• _Task item_
Continue the article below on Sarawak's delayed state election and voters who cannot return home, starting right after its last sentence.

• _Given text_
Sarawak polls reveal inadequacies, risk creating marginalised, disenfranchised voters

Sarawak’s 12th state election is long overdue, having been held back by the Covid-19 pandemic.

But this crisis is far from over, with new variants, like the Omicron, emerging. If the polls were to be held right now, at the cusp of a new surge, the democratic process could be affected.

Not everyone is willing to risk their health and head to the polls.

Some do not trust that SOPs at polling stations would be adhered to. Others, working in West Malaysia, have commitments, while many may not find it cost-beneficial to return home just to cast their votes.

With stricter regulations and perhaps, costlier airfares, returning to their hometowns is not as easy as hopping onto a bus, or driving back home. The reasons would have to be compelling enough to make it worth their while.

Many Sarawakians working in West Malaysia find it challenging to travel back home, particularly during the pandemic.

Sarawakian Daniel Yakup, 29, has been working in Kuala Lumpur for more than a year as a marketer.

He will be one of the many who would not be returning home to cast his vote, due to financial, as well as time constraints.

“It’s a cost issue… not only from the standpoint of finances, but also in terms of my time – figuring out the remote working arrangements and making sure that I don’t bring Covid back home. The ‘payoff’ is just not worth the risk, or effort,” he told Twentytwo13.

“It shouldn’t be this ‘expensive’ for a citizen to exercise their rights.”

He said, perhaps the Election Commission (EC) should extend its absentee voting system to Sarawakians working abroad, either by way of mail-in votes, or distant voting, for those unable to return home.

“If there is anything that we have learnt in the past 20 months, it is to think on our feet, and adopt new ways to live our lives. It is unacceptable that we do not change and adapt to our current situation. The EC should look at options and not rely on the ‘old way’, and make voting difficult for the voters,” he said.

• _Records taken from a dataset_

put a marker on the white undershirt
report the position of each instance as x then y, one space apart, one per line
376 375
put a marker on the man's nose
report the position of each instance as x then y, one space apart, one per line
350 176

• _Exercise response_
Another Sarawakian who wants to be known only as Yong, said he would not be casting his vote on Dec 18.

The 34-year-old, who is in the branding and communications field, has been working in Kuala Lumpur for the past two years.

“We have commitments here that make it difficult to fly back, just to vote,” he said.

He also agreed that the EC should look into absentee voting for those unable to return home.

“If the people’s vote is important enough, the system can, and should, be structured for the convenience of both the people, and the government. In the future, voting should be digitalised and properly audited, since the government is already focused and investing into the digitalisation of Sarawak,” he added.

Recently, non-governmental organisations (NGOs) had urged the EC to address the issue of absentee voting for Sarawakians working elsewhere.

They estimated that there are some 250,000 Sarawakians in West Malaysia.

Seventeen Sarawak-based NGOs, including Bersih Sarawak, also sent a memorandum to the EC to provide the means for Sarawak voters outside the state to vote by post.

While some were unable to return home to vote, there were those in Sarawak, who said that they did not want to put themselves at risk by heading to the polling stations. This group comprised mainly of senior citizens.

And then there are those who are under quarantine, at home or hospitals. How would they cast their votes?

Would these groups then be forced to sit this one out? Are we to deny their rights to participate in the democratic process?

Clearly, a better system is needed, lest we create a large pocket of marginalised and disenfranchised voters, under the pall of a global pandemic.